Report explains mystery behind fewer children contracting Covid-19

Covid-19 test

A medical staff takes a rapid antigen test on a boy in a sports hall in Hildburghausen, Thuringia, eastern Germany, on December 2, 2020, during the ongoing Covid-19) pandemic.

Photo credit: Jens Schlueter AFP

What you need to know:

  • The researchers found that roughly 5 per cent of 302 uninfected adult participants had antibodies that recognise the SARS-CoV-2 virus.
  • One child (male, nine years) developed a mild cough, sore throat, abdominal pain, and loose stools, and the second child (male, seven years) developed mild cough.

Six in every 10 children are immune to Covid-19, a report by the Global Alliance for Vaccines and Immunisations (Gavi) reveals.

The results published in the Science Journal looked at people who had never been exposed to the new coronavirus for pre-existing antibodies that bind to the spike protein on the surface of the SARS-CoV-2 virus.

______________________________

-- TASK TO CARRY OUT --
Answer these questions using the Covid-19 article:
(a) In what town and on what date was the boy in the photo given a rapid antigen test?
(b) Roughly what share of the 302 uninfected adult participants had antibodies that recognise the SARS-CoV-2 virus?
(c) Which organization's report says six in every 10 children are immune to Covid-19?
The items after this point come from a different source than the Covid-19 article.

Extracted records:

______________________________

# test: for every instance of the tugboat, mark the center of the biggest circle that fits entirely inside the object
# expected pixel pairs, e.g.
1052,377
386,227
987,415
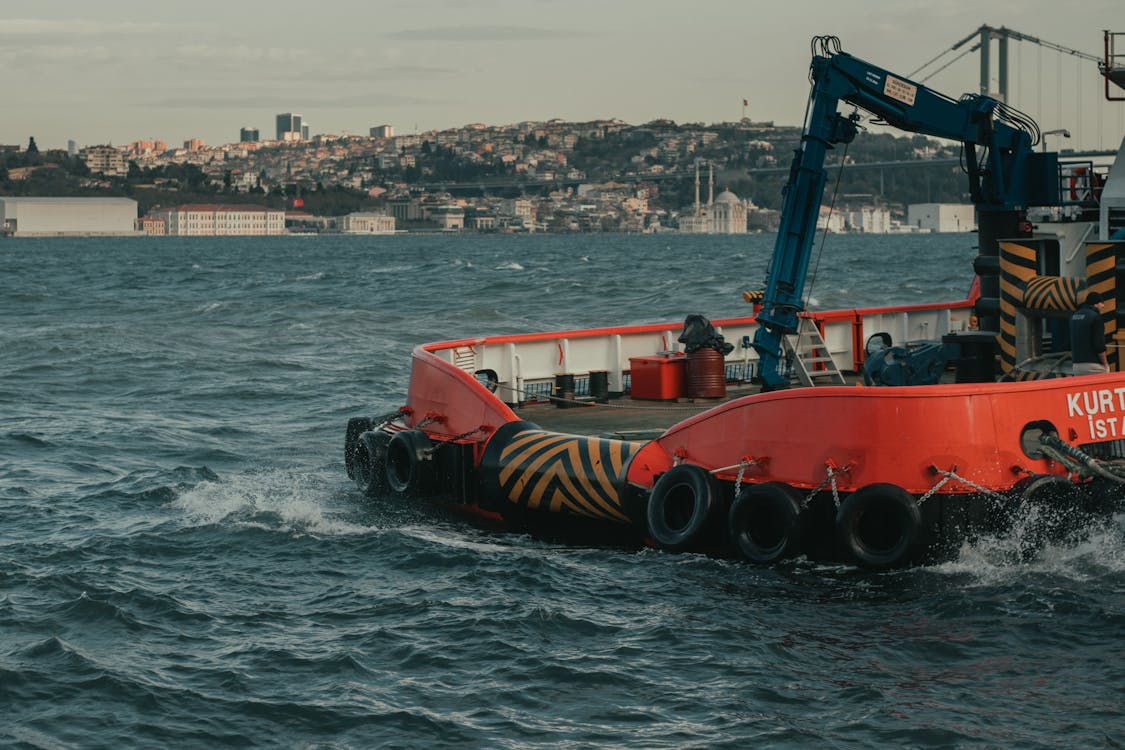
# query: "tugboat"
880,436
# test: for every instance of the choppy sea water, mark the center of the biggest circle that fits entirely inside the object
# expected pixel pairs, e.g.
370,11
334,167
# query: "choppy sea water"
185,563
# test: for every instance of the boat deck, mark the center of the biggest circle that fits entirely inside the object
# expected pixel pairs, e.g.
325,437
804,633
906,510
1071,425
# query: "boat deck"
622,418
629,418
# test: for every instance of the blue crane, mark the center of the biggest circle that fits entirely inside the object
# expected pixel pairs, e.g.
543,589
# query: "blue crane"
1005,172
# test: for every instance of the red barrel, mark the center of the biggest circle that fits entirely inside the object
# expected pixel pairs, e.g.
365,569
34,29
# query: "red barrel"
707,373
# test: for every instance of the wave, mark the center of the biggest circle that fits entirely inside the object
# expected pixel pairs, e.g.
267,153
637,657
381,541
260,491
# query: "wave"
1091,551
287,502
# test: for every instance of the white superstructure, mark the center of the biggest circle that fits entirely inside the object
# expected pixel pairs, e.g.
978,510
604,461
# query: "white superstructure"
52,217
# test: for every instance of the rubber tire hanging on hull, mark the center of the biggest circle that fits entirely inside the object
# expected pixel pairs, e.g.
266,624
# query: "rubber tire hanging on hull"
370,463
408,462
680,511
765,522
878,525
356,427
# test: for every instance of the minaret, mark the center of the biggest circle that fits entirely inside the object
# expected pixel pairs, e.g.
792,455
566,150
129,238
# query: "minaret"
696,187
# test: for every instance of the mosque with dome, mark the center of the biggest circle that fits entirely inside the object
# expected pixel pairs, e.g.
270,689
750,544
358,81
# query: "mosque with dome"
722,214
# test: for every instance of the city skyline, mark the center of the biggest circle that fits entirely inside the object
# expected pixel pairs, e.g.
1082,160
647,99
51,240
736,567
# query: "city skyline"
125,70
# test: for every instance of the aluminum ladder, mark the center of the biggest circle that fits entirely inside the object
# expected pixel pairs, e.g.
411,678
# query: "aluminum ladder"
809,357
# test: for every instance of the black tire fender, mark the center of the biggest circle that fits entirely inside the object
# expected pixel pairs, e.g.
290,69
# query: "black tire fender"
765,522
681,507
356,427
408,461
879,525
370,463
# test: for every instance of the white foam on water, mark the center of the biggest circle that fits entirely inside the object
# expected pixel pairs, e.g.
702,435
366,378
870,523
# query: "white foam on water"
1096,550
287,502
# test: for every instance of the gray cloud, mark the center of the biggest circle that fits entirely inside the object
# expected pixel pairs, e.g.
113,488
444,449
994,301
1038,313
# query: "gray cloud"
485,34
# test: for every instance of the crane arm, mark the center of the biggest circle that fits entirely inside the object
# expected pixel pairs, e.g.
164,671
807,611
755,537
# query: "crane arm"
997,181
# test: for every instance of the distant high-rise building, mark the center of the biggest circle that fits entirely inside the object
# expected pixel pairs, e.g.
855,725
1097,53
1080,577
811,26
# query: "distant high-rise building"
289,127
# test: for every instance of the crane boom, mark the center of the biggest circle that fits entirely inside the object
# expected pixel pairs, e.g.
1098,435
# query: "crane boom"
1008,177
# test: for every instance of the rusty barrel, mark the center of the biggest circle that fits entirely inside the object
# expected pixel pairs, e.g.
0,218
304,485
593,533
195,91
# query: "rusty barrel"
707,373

______________________________

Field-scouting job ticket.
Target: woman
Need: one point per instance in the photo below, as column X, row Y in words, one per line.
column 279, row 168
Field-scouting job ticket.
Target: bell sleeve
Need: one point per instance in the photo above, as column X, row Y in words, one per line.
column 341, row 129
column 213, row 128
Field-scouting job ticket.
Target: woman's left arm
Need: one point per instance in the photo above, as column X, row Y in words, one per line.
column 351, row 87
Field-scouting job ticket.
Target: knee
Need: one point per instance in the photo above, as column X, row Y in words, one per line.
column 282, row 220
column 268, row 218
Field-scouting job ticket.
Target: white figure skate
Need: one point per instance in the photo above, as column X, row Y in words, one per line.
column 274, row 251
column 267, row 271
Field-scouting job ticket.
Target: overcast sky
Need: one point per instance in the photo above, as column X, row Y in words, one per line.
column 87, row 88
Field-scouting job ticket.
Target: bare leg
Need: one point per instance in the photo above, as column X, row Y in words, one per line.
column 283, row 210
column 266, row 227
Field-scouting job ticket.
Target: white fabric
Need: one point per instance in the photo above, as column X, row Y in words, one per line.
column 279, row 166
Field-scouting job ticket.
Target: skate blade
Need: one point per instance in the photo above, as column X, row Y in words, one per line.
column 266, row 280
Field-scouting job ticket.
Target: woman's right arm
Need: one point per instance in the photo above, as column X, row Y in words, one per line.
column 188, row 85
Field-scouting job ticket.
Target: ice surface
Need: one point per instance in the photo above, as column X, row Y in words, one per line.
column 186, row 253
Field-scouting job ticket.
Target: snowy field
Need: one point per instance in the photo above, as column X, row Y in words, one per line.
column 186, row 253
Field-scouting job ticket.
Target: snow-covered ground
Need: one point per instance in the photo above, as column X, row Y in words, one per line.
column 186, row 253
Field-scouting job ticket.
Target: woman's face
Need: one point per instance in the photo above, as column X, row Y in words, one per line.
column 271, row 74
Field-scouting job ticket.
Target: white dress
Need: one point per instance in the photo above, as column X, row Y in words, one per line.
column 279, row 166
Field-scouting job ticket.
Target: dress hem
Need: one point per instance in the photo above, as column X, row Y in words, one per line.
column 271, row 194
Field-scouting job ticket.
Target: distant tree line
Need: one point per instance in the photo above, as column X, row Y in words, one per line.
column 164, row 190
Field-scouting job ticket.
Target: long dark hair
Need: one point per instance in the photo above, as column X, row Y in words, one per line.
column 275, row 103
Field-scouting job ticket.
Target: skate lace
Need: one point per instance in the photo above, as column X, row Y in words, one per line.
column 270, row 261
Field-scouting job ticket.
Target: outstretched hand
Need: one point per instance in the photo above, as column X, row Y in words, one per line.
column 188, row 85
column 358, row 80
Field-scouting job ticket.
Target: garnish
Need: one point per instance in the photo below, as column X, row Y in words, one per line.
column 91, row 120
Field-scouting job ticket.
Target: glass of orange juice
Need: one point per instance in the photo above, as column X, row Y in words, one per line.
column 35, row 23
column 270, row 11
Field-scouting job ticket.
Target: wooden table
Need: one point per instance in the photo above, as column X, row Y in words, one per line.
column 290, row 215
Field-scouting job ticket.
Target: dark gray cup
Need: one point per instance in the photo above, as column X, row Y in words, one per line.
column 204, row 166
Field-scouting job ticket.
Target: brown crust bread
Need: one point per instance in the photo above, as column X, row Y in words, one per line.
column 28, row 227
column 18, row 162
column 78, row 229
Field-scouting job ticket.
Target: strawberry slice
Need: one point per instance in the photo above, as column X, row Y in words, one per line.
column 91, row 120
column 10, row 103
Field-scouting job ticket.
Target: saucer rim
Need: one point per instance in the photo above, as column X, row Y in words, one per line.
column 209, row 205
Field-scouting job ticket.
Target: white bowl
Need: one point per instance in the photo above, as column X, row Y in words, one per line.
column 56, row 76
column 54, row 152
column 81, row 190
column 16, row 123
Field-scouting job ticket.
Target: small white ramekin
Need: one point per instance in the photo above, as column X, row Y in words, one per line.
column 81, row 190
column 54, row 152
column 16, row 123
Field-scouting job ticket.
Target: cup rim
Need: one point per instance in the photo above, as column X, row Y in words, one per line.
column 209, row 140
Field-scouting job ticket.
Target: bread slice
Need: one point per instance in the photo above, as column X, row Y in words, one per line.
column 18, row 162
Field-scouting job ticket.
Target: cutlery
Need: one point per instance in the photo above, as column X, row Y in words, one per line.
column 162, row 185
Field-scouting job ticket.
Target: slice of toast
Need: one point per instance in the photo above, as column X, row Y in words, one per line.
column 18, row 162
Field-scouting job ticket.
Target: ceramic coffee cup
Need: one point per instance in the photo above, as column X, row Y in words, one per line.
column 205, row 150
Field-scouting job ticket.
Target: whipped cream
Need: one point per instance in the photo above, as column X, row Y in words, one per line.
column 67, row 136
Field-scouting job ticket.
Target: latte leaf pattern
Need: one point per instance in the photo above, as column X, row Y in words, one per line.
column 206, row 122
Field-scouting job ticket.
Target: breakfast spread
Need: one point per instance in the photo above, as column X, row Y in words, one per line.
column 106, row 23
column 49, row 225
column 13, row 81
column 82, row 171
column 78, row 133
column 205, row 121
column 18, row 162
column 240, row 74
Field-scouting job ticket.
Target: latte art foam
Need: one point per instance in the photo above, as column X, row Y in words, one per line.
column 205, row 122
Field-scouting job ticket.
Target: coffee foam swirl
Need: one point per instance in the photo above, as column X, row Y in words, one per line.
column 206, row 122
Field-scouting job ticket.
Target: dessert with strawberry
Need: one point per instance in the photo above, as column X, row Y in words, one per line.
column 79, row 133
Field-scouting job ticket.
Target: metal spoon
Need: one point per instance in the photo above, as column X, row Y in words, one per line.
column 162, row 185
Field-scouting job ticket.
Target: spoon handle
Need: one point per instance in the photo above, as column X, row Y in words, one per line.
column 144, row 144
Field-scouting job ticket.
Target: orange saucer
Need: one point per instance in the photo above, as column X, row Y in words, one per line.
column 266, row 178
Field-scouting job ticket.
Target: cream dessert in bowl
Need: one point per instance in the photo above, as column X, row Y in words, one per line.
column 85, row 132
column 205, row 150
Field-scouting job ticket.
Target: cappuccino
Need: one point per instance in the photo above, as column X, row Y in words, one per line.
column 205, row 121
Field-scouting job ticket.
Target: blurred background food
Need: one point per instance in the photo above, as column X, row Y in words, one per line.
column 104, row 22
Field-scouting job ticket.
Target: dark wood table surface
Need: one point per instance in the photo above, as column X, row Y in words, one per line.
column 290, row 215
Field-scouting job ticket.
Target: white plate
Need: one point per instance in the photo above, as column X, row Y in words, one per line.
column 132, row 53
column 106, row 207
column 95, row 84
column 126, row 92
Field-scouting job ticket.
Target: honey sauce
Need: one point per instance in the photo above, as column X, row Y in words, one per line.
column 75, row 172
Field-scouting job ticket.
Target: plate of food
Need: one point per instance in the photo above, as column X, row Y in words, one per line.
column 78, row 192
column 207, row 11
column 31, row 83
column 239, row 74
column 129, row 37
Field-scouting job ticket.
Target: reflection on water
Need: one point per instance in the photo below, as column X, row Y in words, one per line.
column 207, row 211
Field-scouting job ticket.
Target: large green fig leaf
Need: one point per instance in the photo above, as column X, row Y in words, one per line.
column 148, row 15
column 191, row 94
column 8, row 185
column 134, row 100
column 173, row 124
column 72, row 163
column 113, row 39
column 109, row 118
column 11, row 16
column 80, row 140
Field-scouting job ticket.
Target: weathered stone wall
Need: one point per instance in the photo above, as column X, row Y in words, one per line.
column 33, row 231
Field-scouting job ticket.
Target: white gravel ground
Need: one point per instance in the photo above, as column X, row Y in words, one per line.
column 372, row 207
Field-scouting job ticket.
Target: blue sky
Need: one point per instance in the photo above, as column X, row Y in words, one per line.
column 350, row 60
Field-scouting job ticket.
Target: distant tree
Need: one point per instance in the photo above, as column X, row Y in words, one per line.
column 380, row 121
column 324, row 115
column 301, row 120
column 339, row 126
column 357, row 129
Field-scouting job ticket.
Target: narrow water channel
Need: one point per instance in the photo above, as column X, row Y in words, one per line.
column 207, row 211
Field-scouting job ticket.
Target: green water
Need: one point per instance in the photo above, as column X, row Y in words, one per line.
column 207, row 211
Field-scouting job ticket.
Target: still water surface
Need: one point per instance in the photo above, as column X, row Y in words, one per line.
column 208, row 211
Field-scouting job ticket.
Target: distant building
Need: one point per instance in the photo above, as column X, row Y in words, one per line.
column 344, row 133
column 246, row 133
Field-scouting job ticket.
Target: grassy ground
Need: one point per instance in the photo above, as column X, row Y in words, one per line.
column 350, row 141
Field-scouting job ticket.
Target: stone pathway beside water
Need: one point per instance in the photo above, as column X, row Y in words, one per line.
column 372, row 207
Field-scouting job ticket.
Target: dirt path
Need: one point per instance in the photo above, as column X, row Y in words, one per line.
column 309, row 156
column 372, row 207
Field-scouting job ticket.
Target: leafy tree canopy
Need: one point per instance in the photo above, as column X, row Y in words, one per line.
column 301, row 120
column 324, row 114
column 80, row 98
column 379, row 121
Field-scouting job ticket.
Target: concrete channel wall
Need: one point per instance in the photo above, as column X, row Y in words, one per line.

______________________________

-- EXERCISE RESULT --
(a) Hildburghausen, Thuringia, eastern Germany, on December 2, 2020.
(b) Roughly 5 per cent.
(c) The Global Alliance for Vaccines and Immunisations (Gavi).